[Request 1]:
Answer these questions from the announcement on the supplier agreements and warrants:
(a) How much of the Digital Health Solutions invoices will be paid in September 2024?
(b) What is the subscription price for one new share?
(c) How many Warrants in total may be issued in connection with the Directed Issue?
[Request 2]: Reproduce the passage of the announcement on the supplier agreements and warrants starting at "Conditions of the agreements" and ending at "to November 2024.".

[Page]:
**********
Conditions of the agreements
The Company has today decided to enter into an agreement with Digital Health Solutions to extend the payment period for business critical supplier invoices. The invoices from Digital Health Solutions amounts to USD 900,000 in total and will after the agreement be paid as follows: USD 100,000 in August 2024, USD 350,000 in September 2024 and USD 450,000 in January 2025. The compensation to Digital Health Solutions consists of free-of-charge warrants that can be exercised for subscription of new shares in the Company. Furthermore, the Company has entered into an agreement with Q Biotech Corp. to extend the payment period on its invoice of USD 70,000 to be paid during August to November 2024.
Conditions of the Warrants
The board of directors has today, subject to subsequent approval by the Extraordinary General Meeting, resolved on a directed issue of Warrants to Digital Health Solutions. One (1) Warrant entitles the holder to subscribe for one (1) new share in the Company at a subscription price of SEK 0.50, corresponding to a premium of approximately 65 per cent compared to the closing price of the Company’s share on Nasdaq First North Growth Market on 23 August 2024. The subscription period takes place during the period from 17 January 2025 up to and including 30 September 2025. The Warrants are issued free of charge and are not intended to be admitted to trading. All Warrants shall be exercised on a single occasion if the Warrant holder chooses to exercise Warrants for subscription of new shares during the subscription period. A total of 9,500,000 Warrants may be issued in connection with the Directed Issue.
**********
[Recorded data]:
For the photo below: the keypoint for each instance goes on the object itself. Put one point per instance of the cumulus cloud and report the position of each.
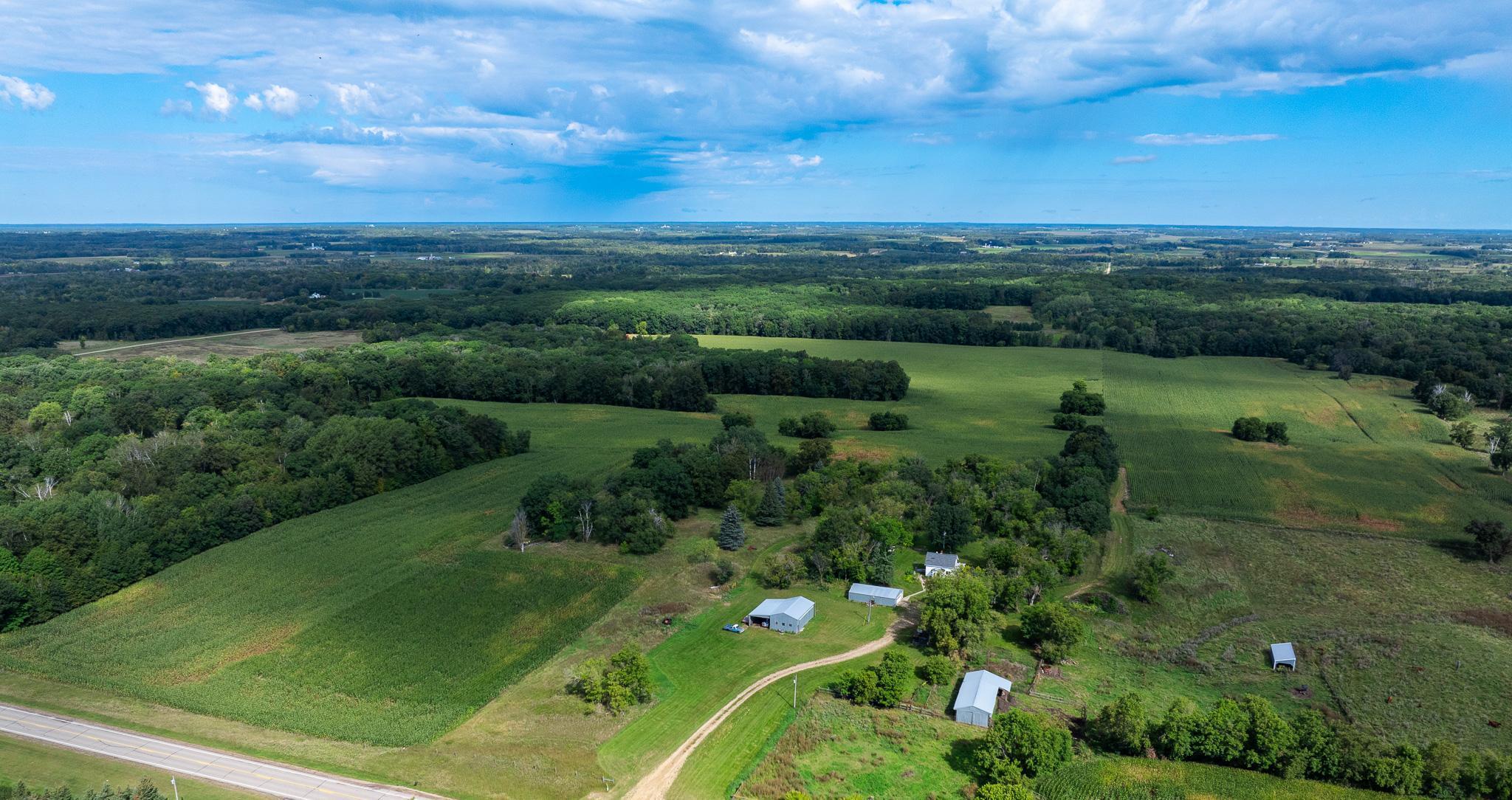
(374, 168)
(1187, 139)
(213, 99)
(29, 96)
(275, 99)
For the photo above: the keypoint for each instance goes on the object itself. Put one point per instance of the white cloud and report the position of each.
(213, 99)
(27, 96)
(1186, 139)
(280, 100)
(374, 168)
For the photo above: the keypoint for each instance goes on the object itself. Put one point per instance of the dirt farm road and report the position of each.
(658, 782)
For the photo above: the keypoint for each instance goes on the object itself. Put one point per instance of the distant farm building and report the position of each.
(877, 595)
(1282, 654)
(788, 614)
(935, 563)
(979, 694)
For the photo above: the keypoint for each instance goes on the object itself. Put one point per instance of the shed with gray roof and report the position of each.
(977, 699)
(879, 595)
(785, 614)
(1282, 654)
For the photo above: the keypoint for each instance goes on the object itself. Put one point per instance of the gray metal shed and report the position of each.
(935, 563)
(879, 595)
(786, 614)
(1282, 654)
(977, 699)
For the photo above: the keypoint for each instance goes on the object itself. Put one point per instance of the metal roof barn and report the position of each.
(977, 699)
(785, 614)
(1282, 654)
(879, 595)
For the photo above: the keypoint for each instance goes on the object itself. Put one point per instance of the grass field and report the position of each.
(324, 628)
(419, 573)
(690, 692)
(1405, 638)
(44, 767)
(836, 749)
(1364, 454)
(1144, 779)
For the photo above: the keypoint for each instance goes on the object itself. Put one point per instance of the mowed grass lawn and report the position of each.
(1364, 455)
(704, 667)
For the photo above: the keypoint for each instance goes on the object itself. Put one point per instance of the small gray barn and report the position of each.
(879, 595)
(977, 699)
(1282, 654)
(935, 563)
(786, 614)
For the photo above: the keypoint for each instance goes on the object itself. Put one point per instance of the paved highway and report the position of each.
(186, 759)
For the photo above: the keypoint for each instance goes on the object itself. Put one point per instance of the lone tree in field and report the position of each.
(1053, 630)
(585, 519)
(1493, 537)
(519, 530)
(773, 506)
(732, 533)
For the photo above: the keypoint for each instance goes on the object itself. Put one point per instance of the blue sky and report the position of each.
(1257, 112)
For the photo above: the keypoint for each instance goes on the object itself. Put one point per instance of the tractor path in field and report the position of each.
(658, 782)
(191, 761)
(173, 341)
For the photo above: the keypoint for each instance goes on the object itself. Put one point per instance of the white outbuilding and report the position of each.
(1282, 654)
(979, 694)
(877, 595)
(935, 563)
(785, 614)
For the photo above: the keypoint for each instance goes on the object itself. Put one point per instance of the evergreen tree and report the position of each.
(732, 533)
(773, 506)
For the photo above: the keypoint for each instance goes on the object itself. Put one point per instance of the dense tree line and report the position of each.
(1249, 734)
(115, 471)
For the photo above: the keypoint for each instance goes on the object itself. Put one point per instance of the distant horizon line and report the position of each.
(729, 223)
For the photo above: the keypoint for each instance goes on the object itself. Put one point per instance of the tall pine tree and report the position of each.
(773, 506)
(732, 533)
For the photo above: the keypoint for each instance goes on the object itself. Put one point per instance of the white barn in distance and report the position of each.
(1282, 654)
(936, 563)
(785, 616)
(977, 699)
(879, 595)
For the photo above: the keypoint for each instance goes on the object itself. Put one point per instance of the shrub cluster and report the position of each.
(617, 683)
(811, 425)
(1258, 430)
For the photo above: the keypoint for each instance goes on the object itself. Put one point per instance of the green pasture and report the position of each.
(1145, 779)
(1364, 455)
(1399, 635)
(835, 749)
(704, 667)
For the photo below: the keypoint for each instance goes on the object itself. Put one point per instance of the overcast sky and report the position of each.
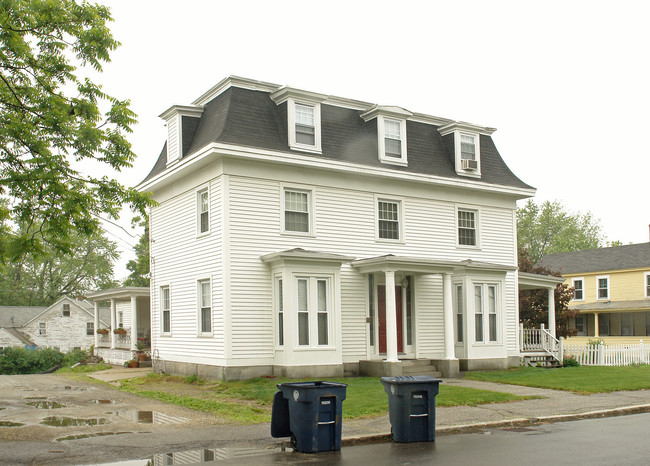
(566, 83)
**********
[Exercise response 1]:
(a) USD 350,000
(b) SEK 0.50
(c) 9,500,000

[Exercise response 2]:
Conditions of the agreements
The Company has today decided to enter into an agreement with Digital Health Solutions to extend the payment period for business critical supplier invoices. The invoices from Digital Health Solutions amounts to USD 900,000 in total and will after the agreement be paid as follows: USD 100,000 in August 2024, USD 350,000 in September 2024 and USD 450,000 in January 2025. The compensation to Digital Health Solutions consists of free-of-charge warrants that can be exercised for subscription of new shares in the Company. Furthermore, the Company has entered into an agreement with Q Biotech Corp. to extend the payment period on its invoice of USD 70,000 to be paid during August to November 2024.